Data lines
***

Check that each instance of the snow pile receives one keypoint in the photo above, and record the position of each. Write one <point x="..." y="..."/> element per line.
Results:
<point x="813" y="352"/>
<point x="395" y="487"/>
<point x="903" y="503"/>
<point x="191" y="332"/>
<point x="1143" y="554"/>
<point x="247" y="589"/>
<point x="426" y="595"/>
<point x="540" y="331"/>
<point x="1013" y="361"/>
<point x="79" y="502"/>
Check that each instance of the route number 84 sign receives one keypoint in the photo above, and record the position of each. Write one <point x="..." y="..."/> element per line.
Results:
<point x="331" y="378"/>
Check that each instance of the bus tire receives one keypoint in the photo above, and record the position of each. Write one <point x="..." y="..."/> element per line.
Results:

***

→ Objective:
Please copy the records above, swapping "keypoint" for "marker" wherever it occurs and leaving everything else unchanged.

→ Final result:
Check that each instance of the snow pile receives one marker in the photo above, and record the position of each. Write one <point x="..." y="..."/> element per line.
Results:
<point x="813" y="352"/>
<point x="395" y="487"/>
<point x="903" y="503"/>
<point x="191" y="332"/>
<point x="1143" y="554"/>
<point x="247" y="589"/>
<point x="426" y="595"/>
<point x="540" y="331"/>
<point x="1013" y="361"/>
<point x="79" y="502"/>
Check that each instance of the route number 84 sign receives one marker in the photo above, and record the position of each. Write one <point x="..." y="..."/> element per line.
Results:
<point x="331" y="378"/>
Check that each instance of the bus tire receives one marker in the photo above, and record the position of each. Write one <point x="..." y="..."/> element per line.
Results:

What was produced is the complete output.